* What you have to do *
In the rows below, from the line with "the brown bear?" up to and including the last line of the rows, switch "brown bear" to "black bear". Give those lines again with everything else unchanged.
— start of Provided data —
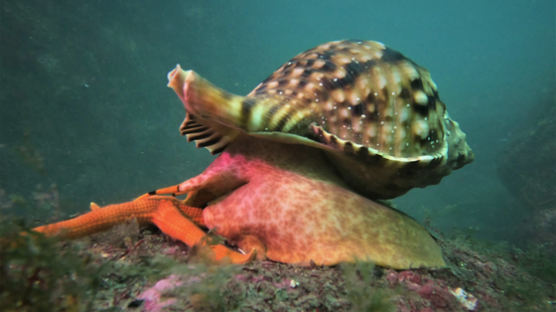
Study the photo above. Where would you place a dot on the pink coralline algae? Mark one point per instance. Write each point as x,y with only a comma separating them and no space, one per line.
152,296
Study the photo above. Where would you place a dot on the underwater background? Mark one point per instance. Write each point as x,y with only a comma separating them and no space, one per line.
85,113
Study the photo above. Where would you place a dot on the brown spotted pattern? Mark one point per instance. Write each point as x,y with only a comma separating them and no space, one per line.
360,91
376,113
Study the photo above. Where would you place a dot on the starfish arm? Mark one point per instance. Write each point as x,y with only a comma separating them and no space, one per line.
99,219
169,214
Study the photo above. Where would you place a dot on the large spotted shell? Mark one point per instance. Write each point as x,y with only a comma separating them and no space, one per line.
376,113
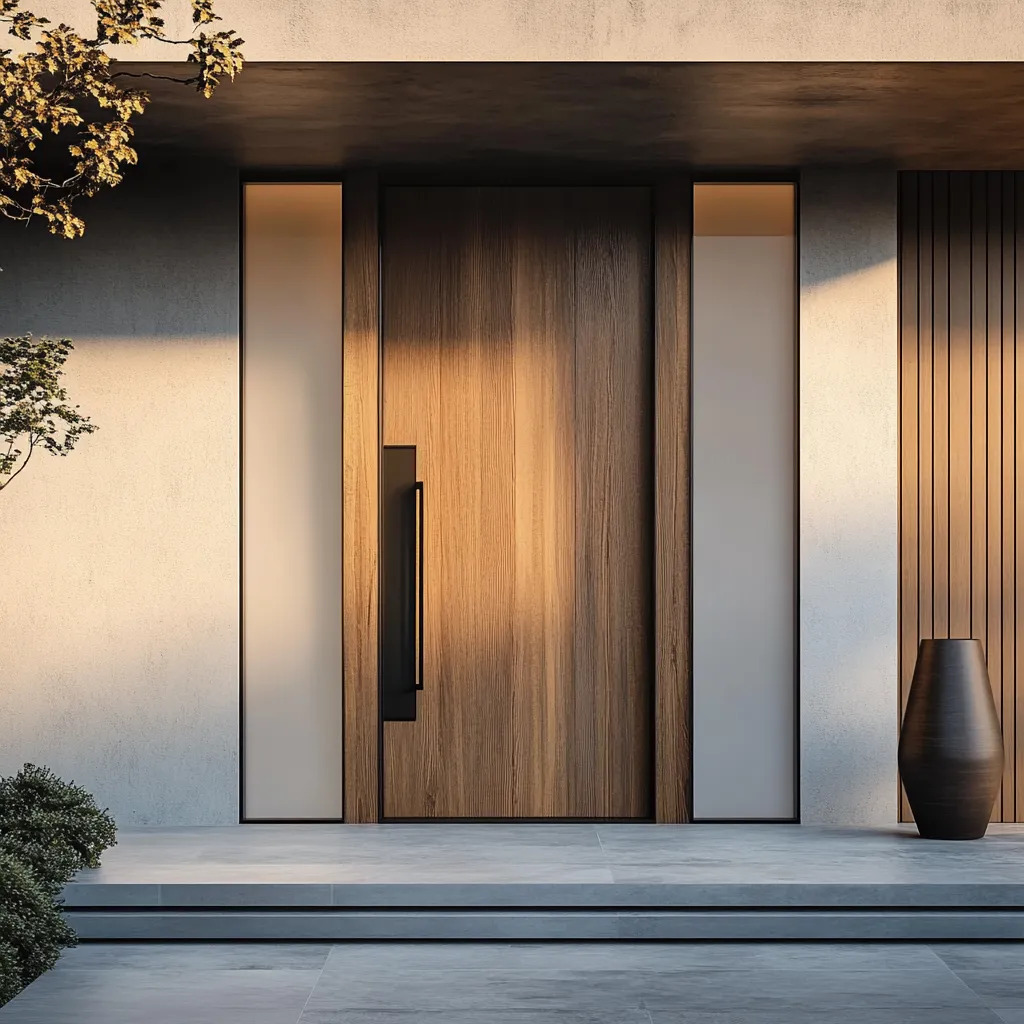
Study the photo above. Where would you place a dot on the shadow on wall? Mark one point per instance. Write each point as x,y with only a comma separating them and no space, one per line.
853,227
120,579
159,259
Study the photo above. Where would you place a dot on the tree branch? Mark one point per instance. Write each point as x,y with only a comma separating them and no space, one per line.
162,78
32,448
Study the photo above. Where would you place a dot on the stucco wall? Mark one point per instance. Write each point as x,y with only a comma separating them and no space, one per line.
119,588
605,30
848,497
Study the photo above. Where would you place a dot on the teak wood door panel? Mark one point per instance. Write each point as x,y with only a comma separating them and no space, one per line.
517,358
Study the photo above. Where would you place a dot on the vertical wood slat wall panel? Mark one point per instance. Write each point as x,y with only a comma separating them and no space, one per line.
962,270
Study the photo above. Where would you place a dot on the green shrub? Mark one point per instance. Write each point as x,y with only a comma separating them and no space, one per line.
33,929
51,825
10,976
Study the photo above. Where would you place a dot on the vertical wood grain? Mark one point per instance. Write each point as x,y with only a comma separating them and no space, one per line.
990,343
613,513
960,339
1018,711
544,454
360,445
958,411
517,359
1008,440
909,470
926,395
673,672
941,317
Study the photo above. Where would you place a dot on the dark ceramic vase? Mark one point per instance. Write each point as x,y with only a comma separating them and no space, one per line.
950,747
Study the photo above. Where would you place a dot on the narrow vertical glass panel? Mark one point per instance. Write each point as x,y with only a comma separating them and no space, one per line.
744,404
292,466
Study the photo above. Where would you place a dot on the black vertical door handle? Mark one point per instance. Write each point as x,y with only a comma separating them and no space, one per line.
419,583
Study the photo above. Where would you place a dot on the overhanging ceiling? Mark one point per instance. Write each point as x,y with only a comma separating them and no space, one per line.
320,116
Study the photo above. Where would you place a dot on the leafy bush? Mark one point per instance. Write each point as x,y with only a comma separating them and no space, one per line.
10,976
48,829
51,825
34,930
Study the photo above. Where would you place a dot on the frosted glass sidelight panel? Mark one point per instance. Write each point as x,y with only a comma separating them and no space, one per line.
743,524
292,466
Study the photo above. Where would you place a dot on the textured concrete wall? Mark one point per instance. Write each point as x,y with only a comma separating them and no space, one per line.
119,588
848,497
606,30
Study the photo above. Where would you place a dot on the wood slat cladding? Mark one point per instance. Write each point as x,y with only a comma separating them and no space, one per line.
962,270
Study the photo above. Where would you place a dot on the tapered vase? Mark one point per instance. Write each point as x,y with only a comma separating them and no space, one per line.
950,748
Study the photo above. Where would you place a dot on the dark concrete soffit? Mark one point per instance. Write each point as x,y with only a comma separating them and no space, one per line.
329,116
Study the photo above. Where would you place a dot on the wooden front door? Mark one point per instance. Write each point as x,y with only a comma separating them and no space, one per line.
517,361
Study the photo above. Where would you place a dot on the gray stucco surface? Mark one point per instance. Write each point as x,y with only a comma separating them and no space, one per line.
120,582
603,30
849,542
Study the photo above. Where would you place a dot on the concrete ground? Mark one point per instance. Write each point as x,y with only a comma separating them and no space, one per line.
491,983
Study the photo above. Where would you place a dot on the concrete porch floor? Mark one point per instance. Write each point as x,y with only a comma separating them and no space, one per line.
505,983
528,882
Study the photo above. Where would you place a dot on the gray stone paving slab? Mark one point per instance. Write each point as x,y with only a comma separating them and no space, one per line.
525,983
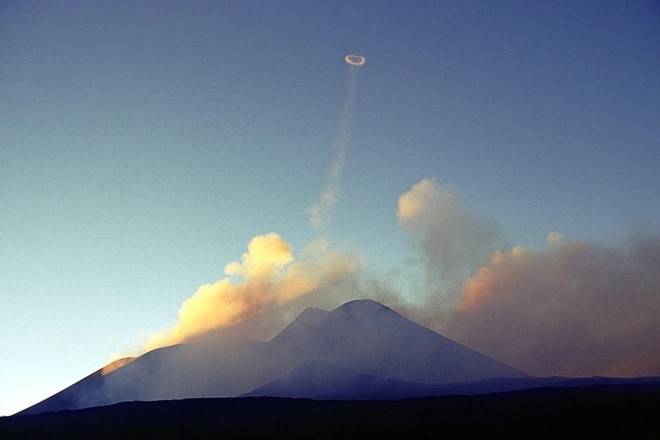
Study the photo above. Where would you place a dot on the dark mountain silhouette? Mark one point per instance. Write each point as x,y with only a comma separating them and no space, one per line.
362,348
599,411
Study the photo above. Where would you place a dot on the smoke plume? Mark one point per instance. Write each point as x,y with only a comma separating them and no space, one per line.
450,242
268,278
319,213
574,309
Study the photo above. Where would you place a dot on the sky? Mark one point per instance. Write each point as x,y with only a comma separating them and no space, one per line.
489,164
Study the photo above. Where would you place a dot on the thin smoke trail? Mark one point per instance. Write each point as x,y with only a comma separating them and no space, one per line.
319,213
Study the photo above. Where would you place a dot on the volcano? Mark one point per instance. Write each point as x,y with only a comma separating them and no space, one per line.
361,350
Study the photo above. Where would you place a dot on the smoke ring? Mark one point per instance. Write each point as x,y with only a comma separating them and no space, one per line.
355,60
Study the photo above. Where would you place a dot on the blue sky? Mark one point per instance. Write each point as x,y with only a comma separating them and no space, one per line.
143,144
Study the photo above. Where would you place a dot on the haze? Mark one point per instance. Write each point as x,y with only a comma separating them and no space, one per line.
499,182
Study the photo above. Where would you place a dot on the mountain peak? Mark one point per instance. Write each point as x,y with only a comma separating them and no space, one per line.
362,306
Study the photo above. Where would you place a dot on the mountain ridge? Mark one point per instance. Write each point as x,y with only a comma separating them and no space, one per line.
362,337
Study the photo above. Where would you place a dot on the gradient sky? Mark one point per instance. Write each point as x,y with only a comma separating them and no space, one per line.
143,144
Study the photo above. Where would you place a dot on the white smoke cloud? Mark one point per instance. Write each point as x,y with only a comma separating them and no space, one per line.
451,241
575,309
270,277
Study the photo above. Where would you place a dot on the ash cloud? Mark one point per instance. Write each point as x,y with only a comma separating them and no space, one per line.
575,309
268,278
449,241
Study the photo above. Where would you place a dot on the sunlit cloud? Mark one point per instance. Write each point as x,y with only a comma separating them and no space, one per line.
574,309
268,276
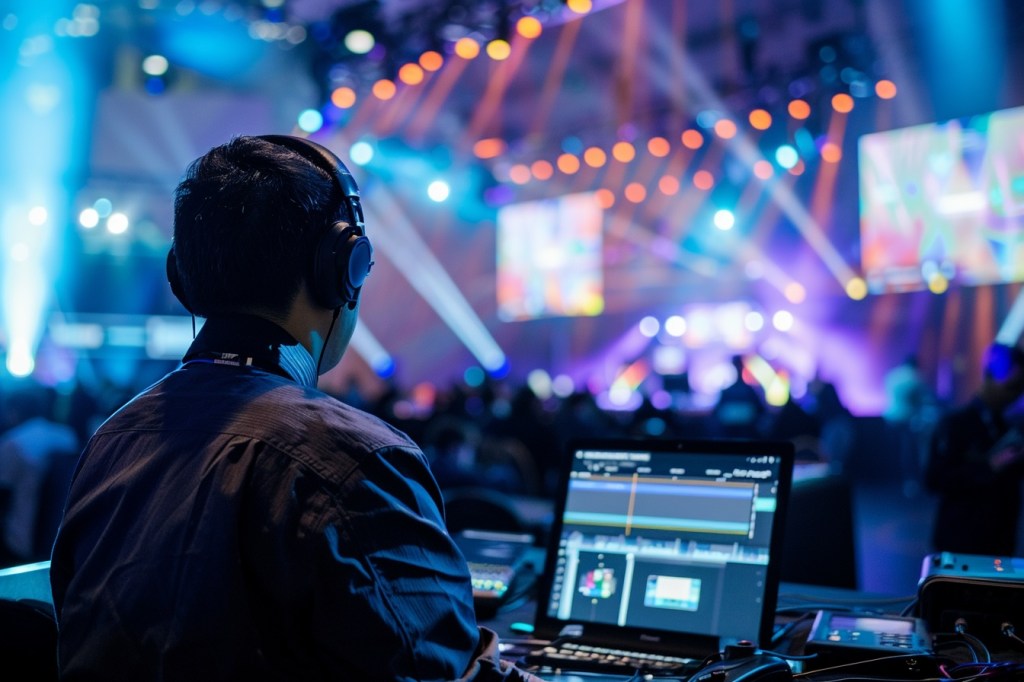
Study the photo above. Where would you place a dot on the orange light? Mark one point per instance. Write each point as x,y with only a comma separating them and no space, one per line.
343,97
692,139
542,170
595,157
885,89
624,152
411,74
799,110
669,184
528,27
467,48
488,147
760,119
704,180
431,60
832,153
499,49
763,169
658,146
725,128
843,102
636,193
519,173
568,163
384,89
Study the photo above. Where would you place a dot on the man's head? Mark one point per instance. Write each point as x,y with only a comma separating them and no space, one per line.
258,218
271,225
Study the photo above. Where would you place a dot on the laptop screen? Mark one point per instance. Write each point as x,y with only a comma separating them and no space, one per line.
672,544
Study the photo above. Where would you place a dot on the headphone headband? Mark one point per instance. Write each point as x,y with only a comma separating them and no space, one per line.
343,255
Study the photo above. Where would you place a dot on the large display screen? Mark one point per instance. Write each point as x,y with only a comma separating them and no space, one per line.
550,257
943,203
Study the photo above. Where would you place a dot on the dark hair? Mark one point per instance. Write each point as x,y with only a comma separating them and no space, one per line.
247,218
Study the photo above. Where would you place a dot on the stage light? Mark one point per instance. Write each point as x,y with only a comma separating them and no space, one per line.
118,223
691,139
669,184
361,153
540,383
725,128
856,289
760,119
88,218
624,152
467,48
563,386
343,97
155,65
568,163
528,27
431,60
885,89
832,153
635,192
103,207
658,146
785,156
649,327
310,121
473,376
782,321
384,89
704,180
938,284
411,74
799,110
675,326
843,102
359,41
438,190
499,49
595,157
488,147
724,219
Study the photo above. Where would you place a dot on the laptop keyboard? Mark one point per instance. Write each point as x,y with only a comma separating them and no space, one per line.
569,655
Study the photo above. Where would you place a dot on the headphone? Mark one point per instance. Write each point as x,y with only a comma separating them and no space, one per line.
343,255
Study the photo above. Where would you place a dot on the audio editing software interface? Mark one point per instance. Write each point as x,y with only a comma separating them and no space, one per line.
667,541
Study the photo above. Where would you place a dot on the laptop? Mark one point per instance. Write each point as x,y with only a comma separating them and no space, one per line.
666,548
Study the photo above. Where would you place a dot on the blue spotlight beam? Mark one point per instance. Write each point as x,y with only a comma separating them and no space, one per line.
404,248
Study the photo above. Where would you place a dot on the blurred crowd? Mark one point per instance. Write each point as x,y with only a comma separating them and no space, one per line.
497,436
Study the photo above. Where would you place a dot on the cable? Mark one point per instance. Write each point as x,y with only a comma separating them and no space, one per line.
961,628
1008,631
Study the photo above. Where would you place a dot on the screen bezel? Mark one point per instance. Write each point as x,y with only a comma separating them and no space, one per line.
676,643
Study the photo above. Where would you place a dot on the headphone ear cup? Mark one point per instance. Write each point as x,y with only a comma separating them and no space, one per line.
341,263
174,280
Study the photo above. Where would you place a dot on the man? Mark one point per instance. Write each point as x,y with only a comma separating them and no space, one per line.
233,522
976,464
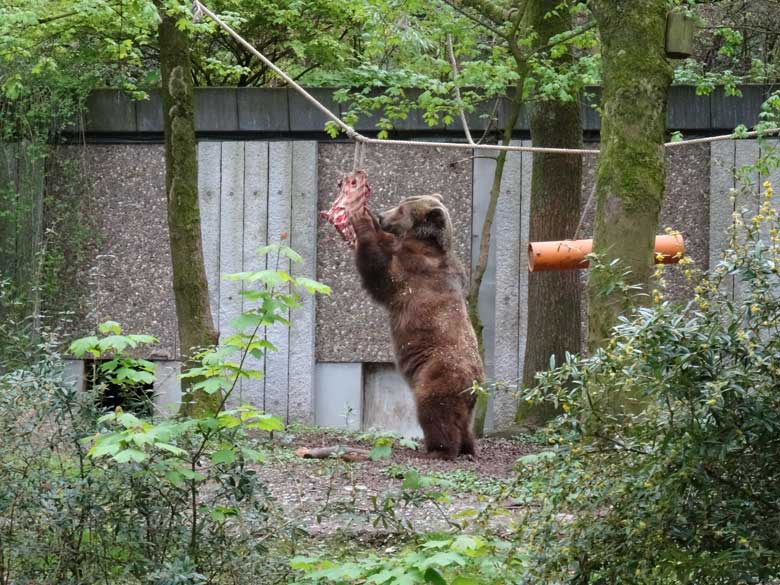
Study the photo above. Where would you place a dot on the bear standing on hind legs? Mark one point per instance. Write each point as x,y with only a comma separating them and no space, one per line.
406,263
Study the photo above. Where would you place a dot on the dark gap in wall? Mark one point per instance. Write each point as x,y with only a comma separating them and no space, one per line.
137,398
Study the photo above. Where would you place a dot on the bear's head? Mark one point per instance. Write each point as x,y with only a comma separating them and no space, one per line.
422,217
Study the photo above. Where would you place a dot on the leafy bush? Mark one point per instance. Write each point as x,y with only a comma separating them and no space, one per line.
671,472
117,498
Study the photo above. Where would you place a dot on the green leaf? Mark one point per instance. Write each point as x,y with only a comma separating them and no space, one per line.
267,422
81,347
191,475
105,445
465,581
110,327
381,451
443,559
130,455
252,454
170,448
312,286
431,575
411,480
223,456
213,385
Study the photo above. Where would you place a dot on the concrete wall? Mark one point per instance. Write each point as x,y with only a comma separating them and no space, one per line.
334,366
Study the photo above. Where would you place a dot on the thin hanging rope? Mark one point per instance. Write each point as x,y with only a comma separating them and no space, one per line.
455,75
199,7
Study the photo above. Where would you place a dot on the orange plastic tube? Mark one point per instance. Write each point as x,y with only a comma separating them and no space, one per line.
570,254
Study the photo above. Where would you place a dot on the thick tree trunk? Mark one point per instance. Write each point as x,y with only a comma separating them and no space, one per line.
553,297
190,287
630,181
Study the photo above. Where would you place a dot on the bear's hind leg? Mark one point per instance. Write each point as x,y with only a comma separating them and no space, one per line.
442,436
467,446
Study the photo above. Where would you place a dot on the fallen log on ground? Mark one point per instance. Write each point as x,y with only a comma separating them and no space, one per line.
350,454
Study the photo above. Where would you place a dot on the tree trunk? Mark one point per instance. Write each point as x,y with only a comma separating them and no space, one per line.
472,299
630,180
190,287
553,297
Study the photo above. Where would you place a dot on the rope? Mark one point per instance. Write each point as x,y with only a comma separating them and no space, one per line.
199,8
455,74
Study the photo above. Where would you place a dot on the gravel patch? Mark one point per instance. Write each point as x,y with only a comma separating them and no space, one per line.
330,496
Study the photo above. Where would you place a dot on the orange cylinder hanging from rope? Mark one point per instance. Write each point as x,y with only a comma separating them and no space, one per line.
570,254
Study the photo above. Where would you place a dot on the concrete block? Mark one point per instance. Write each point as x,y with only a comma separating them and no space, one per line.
508,263
73,374
687,111
263,109
167,387
722,161
303,239
149,113
746,155
727,112
110,111
255,228
216,109
209,189
388,403
590,102
338,395
280,172
522,270
231,233
304,117
483,171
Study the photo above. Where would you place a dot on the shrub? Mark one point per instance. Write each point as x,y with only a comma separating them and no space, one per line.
118,498
670,474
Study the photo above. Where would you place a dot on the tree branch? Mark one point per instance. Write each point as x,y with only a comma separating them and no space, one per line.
473,19
562,38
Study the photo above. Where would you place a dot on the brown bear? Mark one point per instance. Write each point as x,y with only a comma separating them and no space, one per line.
406,263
— end of Provided data —
* Answer below *
Study the photo above. Where would you place a dot on the black bear? Mark one point per instance. Write each point as x,y with only a comma separating them and no space, one per line.
406,263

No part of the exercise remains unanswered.